Instructions for the task ▸ Every line from the one containing "Prove it: the street" to the last line of the listing below should be given again exactly.

Extracted entries ▸
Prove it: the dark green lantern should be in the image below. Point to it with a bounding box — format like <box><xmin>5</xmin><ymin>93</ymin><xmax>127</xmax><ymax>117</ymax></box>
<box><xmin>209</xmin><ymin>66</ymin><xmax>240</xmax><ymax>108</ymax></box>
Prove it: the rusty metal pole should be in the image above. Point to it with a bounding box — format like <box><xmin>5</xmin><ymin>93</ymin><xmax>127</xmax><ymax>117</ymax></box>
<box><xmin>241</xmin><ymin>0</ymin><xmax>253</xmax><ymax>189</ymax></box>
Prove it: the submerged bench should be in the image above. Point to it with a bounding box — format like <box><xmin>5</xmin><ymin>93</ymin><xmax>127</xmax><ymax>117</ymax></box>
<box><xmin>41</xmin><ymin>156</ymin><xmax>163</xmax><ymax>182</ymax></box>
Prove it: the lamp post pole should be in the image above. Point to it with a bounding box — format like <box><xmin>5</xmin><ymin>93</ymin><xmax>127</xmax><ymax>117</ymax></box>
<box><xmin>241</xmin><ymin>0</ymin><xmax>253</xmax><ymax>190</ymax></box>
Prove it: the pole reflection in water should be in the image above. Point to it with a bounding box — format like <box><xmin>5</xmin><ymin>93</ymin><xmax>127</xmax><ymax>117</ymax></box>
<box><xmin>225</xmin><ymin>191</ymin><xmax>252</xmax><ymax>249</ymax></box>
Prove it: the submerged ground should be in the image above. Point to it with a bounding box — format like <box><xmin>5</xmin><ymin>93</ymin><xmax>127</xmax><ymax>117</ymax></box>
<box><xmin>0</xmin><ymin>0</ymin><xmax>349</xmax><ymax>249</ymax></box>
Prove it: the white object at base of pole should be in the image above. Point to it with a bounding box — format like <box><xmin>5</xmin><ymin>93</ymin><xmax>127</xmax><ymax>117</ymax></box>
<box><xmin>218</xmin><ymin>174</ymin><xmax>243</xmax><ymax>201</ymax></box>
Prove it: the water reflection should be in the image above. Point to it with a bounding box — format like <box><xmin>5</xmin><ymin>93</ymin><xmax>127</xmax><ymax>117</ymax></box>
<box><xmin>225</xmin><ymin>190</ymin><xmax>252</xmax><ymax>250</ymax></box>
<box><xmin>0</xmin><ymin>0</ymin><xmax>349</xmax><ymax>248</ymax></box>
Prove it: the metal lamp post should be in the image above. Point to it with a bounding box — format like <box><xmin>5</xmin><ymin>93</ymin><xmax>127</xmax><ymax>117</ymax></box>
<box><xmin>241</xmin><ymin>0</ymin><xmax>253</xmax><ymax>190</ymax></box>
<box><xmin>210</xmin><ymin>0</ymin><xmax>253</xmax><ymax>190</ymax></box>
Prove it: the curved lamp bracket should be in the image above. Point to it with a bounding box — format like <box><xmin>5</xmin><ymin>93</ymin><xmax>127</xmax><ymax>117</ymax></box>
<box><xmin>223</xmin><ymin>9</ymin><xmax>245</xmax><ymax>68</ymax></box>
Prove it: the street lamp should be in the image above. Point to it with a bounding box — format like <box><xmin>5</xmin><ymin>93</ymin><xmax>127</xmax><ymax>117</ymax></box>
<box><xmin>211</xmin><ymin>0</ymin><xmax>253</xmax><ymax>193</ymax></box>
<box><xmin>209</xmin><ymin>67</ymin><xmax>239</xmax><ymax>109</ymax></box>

Task output ▸
Prove it: the street lamp should be in the image above. Point to it with a bounding box — format like <box><xmin>5</xmin><ymin>93</ymin><xmax>127</xmax><ymax>117</ymax></box>
<box><xmin>211</xmin><ymin>0</ymin><xmax>253</xmax><ymax>193</ymax></box>
<box><xmin>209</xmin><ymin>67</ymin><xmax>239</xmax><ymax>109</ymax></box>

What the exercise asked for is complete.